# [GIVEN TEXT]

King was born Irwin Alan Kniberg in Brooklyn on December 26, 1927 to Russian immigrants. He was an early protégé of Milton Berle and was well known for his appearances on The Ed Sullivan Show and The Tonight Show. He was also a prolific nightclub performer and a renowned member of the Friars Club, which he joined in 1945. Among his many high profile assignments, King emceed President John F. Kennedy's inaugural party and hosted the 1972 Academy Awards. In January 2004, he was honored as a Legend of Comedy and performed in the second annual Nightlife Awards event at The Town Hall.
He appeared in 29 films and numerous television shows, founded the Alan King Tennis Class professional tennis tournament in Las Vegas in the 1970s, and authored five books including his 1996 autobiography Name-Dropping: The Life and Lies of Alan King. His charity work included fund raising for the Nassau Center for Emotionally Disturbed Children on Long Island, the establishment of a chair in dramatic arts at Brandeis University, and the founding of the Alan King Diagnostic Medical Center in Jerusalem.
King co-starred in the 1965 City Center revival of Guys and Dolls and in the Broadway production of The Impossible Years. Among his credits as a producer were The Lion in Winter and the 1966 revival of Dinner at Eight. In 2002, King played the title role in Marsha Lebby and John Lollos's Mr. Goldwyn, which ran Off-Broadway at the Promenade Theatre.
He is survived by his wife Jeanette, two sons, a daughter, and seven grandchildren.

# [DATA EXCERPTS]
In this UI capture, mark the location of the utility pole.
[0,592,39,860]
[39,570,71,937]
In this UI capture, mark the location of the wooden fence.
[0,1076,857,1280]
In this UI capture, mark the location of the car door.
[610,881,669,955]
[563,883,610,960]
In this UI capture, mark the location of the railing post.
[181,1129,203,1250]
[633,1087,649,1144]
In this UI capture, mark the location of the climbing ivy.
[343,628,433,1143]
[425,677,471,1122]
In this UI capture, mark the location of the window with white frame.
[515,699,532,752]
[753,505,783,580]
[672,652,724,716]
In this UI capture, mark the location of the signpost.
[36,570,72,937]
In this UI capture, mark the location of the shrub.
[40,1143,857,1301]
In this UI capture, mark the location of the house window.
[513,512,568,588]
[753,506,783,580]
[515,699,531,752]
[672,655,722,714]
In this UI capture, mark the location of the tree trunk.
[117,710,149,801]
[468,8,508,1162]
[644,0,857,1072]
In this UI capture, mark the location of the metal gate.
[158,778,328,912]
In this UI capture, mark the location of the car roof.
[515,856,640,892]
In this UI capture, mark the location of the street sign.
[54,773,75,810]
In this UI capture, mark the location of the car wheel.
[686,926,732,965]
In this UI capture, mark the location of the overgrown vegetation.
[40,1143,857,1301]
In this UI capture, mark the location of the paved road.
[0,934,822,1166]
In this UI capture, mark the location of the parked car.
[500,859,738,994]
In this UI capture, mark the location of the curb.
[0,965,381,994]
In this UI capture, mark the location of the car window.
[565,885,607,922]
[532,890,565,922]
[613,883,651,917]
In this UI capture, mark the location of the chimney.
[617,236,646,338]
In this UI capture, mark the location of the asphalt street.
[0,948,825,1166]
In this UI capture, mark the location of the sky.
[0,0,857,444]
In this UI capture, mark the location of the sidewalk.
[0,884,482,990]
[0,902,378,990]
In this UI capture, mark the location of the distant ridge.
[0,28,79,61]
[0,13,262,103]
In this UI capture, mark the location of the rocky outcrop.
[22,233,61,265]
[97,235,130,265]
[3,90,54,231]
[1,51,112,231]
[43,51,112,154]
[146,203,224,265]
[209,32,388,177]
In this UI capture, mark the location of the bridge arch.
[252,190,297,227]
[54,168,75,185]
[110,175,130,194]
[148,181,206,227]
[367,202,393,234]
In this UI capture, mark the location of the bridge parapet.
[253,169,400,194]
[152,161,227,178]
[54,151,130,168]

# [QUESTIONS]
(1) According to the Alan King biography, what made King well known? Answer in one to three sentences.
(2) In the Alan King biography, in what year did King join the Friars Club?

# [EXERCISE RESPONSES]
(1) The biography says King was well known for his appearances on The Ed Sullivan Show and The Tonight Show.

(2) 1945